Collected data entries:
________________________

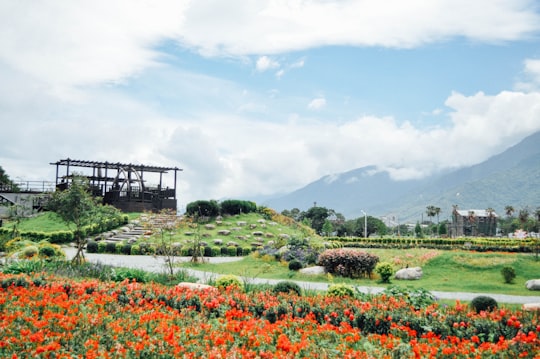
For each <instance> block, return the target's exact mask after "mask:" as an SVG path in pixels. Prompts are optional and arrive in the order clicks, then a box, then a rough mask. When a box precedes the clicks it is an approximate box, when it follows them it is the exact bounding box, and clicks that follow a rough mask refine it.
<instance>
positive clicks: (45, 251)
mask: <svg viewBox="0 0 540 359" xmlns="http://www.w3.org/2000/svg"><path fill="white" fill-rule="evenodd" d="M56 254H57V253H56V250H55V249H54V247H53V246H52V245H50V244H43V245H41V246H40V247H39V256H40V257H41V258H52V257H55V256H56Z"/></svg>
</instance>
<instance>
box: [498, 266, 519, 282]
mask: <svg viewBox="0 0 540 359" xmlns="http://www.w3.org/2000/svg"><path fill="white" fill-rule="evenodd" d="M501 274H502V276H503V278H504V282H505V283H508V284H510V283H512V282H513V281H514V279H515V278H516V271H515V270H514V268H512V267H509V266H505V267H503V268H502V269H501Z"/></svg>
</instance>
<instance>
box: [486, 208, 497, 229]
mask: <svg viewBox="0 0 540 359" xmlns="http://www.w3.org/2000/svg"><path fill="white" fill-rule="evenodd" d="M486 213H487V214H488V230H487V235H488V236H491V223H492V222H493V219H494V218H495V210H494V209H493V208H491V207H489V208H488V209H486Z"/></svg>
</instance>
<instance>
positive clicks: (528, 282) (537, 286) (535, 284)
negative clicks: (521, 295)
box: [525, 279, 540, 290]
mask: <svg viewBox="0 0 540 359" xmlns="http://www.w3.org/2000/svg"><path fill="white" fill-rule="evenodd" d="M525 287H527V289H528V290H540V279H531V280H528V281H526V282H525Z"/></svg>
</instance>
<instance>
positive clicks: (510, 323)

________________________

_What needs to be done:_ Render every line of the entries above as a JSON list of strings, one string per line and no strings for blank lines, leaving out the pictures.

_Answer to this problem:_
[
  "For each <instance> block, return the target's exact mask after \"mask:\" as an SVG path in pixels. Prompts are optional and arrive in the order clicks, then a box, then a rough mask. When a box precedes the clicks it is an approximate box, when it follows them it is the exact bounding box, and clicks that follow a rough mask refine it.",
  "<instance>",
  "positive clicks: (45, 251)",
  "mask: <svg viewBox=\"0 0 540 359\" xmlns=\"http://www.w3.org/2000/svg\"><path fill=\"white\" fill-rule=\"evenodd\" d=\"M56 254H57V253H56V250H55V249H54V247H53V246H52V245H50V244H43V245H41V246H40V247H39V256H40V257H41V258H52V257H55V256H56Z\"/></svg>",
  "</instance>",
  "<instance>",
  "box: [498, 266, 519, 282]",
  "mask: <svg viewBox=\"0 0 540 359\" xmlns=\"http://www.w3.org/2000/svg\"><path fill=\"white\" fill-rule=\"evenodd\" d=\"M501 274H502V276H503V278H504V282H505V283H508V284H510V283H512V282H513V281H514V279H515V278H516V271H515V270H514V268H512V267H509V266H505V267H503V268H502V269H501Z\"/></svg>",
  "</instance>",
  "<instance>",
  "box: [486, 208, 497, 229]",
  "mask: <svg viewBox=\"0 0 540 359\" xmlns=\"http://www.w3.org/2000/svg\"><path fill=\"white\" fill-rule=\"evenodd\" d=\"M486 213H487V214H488V230H487V235H488V236H491V223H492V222H493V219H494V218H495V210H494V209H493V208H491V207H489V208H488V209H486Z\"/></svg>",
  "</instance>",
  "<instance>",
  "positive clicks: (528, 282) (537, 286) (535, 284)",
  "negative clicks: (521, 295)",
  "box: [525, 279, 540, 290]",
  "mask: <svg viewBox=\"0 0 540 359\" xmlns=\"http://www.w3.org/2000/svg\"><path fill=\"white\" fill-rule=\"evenodd\" d=\"M525 287H527V289H528V290H540V279H531V280H528V281H526V282H525Z\"/></svg>",
  "</instance>",
  "<instance>",
  "positive clicks: (510, 323)"
]